_O problema_:
Você pode reproduzir sem nenhuma alteração as linhas dos registros, a partir da linha que contém "Practice. Identify the city" e seguindo até o final dos registros, deixando as imagens de fora da resposta?

_Listagem de dados_:
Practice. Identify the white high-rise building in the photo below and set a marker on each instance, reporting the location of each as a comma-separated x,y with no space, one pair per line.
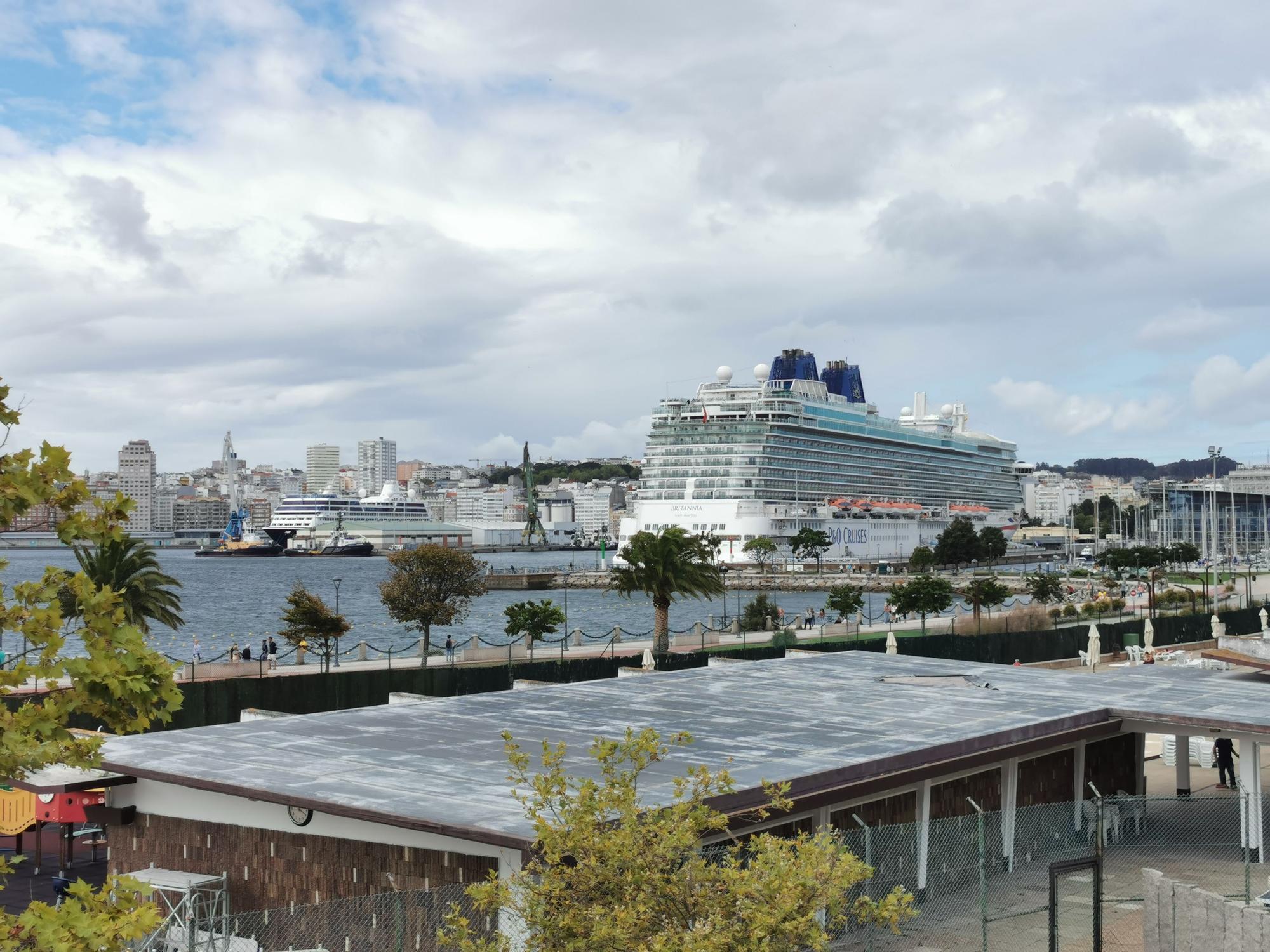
138,483
322,469
377,464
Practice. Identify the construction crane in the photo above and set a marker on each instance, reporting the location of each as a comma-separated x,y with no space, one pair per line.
533,524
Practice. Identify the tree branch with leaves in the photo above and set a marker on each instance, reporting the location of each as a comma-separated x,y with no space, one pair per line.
612,873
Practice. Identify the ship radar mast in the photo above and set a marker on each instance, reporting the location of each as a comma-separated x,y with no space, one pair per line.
533,525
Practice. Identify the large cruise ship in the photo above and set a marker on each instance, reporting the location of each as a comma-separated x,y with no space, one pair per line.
303,515
798,449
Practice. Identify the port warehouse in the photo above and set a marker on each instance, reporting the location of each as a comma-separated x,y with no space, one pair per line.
891,739
220,701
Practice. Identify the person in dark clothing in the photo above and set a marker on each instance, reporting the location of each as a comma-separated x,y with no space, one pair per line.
1225,755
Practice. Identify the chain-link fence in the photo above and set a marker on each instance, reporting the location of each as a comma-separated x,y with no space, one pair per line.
387,922
993,883
984,882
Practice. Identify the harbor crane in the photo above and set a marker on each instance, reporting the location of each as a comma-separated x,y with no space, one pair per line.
533,524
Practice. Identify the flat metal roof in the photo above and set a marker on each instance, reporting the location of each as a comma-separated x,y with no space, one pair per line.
824,723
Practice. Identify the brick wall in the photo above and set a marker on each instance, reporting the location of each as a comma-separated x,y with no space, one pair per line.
269,869
1109,766
1047,780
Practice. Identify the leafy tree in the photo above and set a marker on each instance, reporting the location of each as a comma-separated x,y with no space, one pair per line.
533,619
666,567
130,568
758,614
119,682
924,595
845,601
761,549
608,873
309,620
985,593
431,586
993,544
921,560
1045,588
811,544
958,545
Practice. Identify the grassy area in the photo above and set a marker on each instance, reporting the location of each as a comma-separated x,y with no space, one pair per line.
1224,578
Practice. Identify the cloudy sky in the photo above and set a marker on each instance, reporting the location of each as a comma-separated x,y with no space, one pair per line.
464,225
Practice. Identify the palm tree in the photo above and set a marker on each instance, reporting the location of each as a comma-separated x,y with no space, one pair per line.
131,569
667,565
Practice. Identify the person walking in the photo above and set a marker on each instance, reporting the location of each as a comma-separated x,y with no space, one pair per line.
1225,755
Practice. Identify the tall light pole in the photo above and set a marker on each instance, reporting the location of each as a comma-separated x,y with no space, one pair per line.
1213,455
337,612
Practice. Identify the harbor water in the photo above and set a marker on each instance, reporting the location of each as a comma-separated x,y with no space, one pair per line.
228,601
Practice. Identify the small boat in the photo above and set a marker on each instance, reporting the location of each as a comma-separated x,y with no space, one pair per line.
340,544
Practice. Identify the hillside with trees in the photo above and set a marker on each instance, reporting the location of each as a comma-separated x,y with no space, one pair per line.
1126,468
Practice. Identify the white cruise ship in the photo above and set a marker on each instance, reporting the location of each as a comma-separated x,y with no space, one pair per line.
798,450
303,515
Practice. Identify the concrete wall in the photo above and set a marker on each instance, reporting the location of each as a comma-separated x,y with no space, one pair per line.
1180,918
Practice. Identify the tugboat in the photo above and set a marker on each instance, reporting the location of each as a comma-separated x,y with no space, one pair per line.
340,544
237,538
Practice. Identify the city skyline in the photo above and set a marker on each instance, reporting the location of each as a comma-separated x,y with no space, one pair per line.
478,227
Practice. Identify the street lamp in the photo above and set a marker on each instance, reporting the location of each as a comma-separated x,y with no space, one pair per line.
337,612
1215,454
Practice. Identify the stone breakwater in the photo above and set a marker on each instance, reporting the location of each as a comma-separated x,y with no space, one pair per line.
793,582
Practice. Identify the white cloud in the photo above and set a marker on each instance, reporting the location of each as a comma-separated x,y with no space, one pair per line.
1186,327
102,51
455,220
1074,414
1224,385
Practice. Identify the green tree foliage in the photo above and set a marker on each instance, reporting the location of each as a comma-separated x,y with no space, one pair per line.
758,614
1182,553
431,586
811,544
845,601
993,544
608,873
533,619
761,549
130,568
119,682
985,593
958,545
309,621
921,560
666,567
1045,588
924,596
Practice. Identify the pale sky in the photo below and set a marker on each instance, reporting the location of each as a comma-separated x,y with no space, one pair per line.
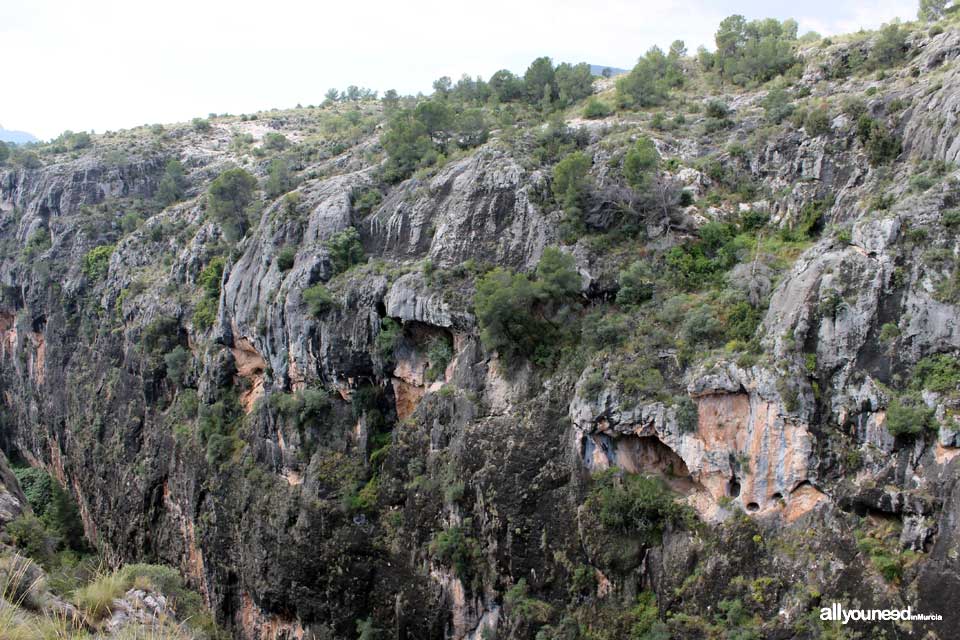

_Resultado do exercício_:
Practice. Identify the city skyline in the photo above and set a marker on each instance, reporting the location of each as a comma-separated x,y with no space, one pair per line.
478,227
Practice. Identify the street lamp in the photo above and set a marker on each instance, reporting the location of each as a comma-separated x,y with no space, one pair per line.
337,612
1215,454
Practice. Identify the stone breakwater in the photo above and set a marker on each instance, reporting the location of each as a comma-separated x,y with no space, one pair per line.
793,582
Practice. Identify the white cloud in the photo above and set a marker on each instance, reporting the location of each as a comma-separated x,y with no space, one pair per line.
1186,327
102,51
455,220
1074,414
1224,385
Practice. Identify the green tree foliage in the photo above and set a marker on each instance, reporting the location of each as a comma-separated x,y with no space, one pair per line.
758,614
1182,553
431,586
811,544
845,601
993,544
608,873
533,619
761,549
130,568
119,682
985,593
958,545
309,621
921,560
666,567
1045,588
924,596
Practice. Identify the pale sky in the photo below and set a marker on each instance, reporting the location of each as a comma-separated x,y with no space, one pair per line.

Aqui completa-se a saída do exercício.